Required task —
Edit the stretch of data from the line containing "Can you find the arched" through the end of the data, changing "arched window" to "round window" and keeping everything else the same.

Collected data:
## Begin

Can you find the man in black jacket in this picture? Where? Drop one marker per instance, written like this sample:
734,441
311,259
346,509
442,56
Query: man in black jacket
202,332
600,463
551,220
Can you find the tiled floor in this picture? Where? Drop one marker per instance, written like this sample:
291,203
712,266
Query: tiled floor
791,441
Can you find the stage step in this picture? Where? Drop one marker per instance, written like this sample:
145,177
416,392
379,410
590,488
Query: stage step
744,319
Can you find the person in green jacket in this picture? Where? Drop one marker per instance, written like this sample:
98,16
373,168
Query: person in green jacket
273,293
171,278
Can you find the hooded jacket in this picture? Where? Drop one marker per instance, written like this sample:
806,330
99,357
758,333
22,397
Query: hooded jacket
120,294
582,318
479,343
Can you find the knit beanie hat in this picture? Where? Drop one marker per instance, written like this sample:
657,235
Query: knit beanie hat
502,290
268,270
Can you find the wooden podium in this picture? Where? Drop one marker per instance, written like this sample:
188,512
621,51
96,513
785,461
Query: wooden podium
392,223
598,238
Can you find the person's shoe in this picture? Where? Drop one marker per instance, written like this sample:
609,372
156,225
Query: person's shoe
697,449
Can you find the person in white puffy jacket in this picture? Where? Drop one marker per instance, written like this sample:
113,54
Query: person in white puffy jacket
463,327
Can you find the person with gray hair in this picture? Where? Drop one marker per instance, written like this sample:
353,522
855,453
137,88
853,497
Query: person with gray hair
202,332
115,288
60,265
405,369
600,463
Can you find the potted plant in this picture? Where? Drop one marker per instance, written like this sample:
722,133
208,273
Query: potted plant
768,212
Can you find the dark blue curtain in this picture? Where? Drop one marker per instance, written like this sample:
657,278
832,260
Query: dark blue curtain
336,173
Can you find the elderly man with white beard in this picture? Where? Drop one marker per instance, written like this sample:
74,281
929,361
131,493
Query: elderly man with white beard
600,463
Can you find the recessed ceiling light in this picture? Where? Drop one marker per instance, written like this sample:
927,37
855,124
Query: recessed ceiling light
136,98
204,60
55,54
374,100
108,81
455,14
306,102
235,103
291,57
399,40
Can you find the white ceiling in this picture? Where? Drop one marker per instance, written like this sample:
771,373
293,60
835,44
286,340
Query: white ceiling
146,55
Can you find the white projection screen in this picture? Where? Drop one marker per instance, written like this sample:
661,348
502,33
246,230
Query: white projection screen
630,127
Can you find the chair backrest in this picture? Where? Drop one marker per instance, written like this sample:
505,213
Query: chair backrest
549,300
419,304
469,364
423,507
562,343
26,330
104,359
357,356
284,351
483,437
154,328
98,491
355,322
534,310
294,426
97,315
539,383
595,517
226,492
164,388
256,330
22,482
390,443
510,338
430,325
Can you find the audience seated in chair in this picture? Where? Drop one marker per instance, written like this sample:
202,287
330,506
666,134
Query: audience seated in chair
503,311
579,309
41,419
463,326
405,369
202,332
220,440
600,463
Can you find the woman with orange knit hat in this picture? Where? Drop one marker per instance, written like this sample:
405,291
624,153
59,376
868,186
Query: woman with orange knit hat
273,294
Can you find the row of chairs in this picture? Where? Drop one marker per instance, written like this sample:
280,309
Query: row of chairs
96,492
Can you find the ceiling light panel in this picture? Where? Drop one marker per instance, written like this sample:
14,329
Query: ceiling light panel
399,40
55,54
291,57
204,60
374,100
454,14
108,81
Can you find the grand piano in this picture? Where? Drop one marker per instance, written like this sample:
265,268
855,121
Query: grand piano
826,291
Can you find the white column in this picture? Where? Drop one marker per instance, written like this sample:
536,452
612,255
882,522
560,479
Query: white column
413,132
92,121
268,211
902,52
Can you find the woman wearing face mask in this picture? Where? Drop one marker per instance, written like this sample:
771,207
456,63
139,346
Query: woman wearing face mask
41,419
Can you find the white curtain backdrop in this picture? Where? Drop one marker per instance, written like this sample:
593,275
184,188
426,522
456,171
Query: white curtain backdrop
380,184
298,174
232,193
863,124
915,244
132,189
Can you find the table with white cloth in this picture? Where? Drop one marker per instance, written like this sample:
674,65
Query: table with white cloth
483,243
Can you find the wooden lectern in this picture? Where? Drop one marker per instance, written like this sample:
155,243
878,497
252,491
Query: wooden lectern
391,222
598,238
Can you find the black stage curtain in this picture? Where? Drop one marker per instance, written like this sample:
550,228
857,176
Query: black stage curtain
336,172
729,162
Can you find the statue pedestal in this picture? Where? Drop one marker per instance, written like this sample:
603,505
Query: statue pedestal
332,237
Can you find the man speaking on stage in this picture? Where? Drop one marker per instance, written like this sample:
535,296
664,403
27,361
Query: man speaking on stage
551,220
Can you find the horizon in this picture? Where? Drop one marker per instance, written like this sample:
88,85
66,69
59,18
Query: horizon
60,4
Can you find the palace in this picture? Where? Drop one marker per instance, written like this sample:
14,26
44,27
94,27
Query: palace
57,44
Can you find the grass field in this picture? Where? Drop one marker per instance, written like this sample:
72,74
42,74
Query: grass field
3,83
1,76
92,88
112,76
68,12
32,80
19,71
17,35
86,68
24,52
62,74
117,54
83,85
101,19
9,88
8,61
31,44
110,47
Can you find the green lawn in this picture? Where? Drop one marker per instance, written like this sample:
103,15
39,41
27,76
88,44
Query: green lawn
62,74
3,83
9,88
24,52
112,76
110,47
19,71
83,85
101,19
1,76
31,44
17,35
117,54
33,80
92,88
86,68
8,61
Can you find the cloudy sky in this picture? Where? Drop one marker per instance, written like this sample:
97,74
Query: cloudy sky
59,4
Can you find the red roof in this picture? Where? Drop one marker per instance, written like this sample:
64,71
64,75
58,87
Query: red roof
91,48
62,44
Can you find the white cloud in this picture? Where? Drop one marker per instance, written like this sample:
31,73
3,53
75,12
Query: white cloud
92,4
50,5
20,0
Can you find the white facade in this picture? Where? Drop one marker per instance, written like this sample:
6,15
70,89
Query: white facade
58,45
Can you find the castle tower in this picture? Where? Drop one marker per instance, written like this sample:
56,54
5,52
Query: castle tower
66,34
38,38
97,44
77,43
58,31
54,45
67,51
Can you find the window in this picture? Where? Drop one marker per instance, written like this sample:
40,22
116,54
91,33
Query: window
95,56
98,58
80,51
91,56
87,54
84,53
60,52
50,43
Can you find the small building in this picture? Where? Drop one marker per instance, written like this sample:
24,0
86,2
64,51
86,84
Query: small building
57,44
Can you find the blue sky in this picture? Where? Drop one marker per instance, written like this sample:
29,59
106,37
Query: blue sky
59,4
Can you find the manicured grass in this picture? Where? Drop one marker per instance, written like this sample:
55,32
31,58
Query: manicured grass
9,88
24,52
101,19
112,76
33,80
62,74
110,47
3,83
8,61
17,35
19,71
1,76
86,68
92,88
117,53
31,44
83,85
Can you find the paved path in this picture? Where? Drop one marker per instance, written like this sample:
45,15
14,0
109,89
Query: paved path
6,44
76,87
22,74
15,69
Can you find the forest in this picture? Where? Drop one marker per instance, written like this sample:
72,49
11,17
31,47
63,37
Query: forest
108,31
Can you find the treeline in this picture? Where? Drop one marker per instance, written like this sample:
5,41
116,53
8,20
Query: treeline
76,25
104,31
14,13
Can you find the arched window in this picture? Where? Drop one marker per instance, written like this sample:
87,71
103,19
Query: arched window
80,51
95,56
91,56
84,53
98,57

## End

Expected answer —
Can you find the round window in this picture? Where? Drop one marker per instance, written like this sample:
87,71
103,19
Query: round window
80,51
95,56
91,56
84,53
98,57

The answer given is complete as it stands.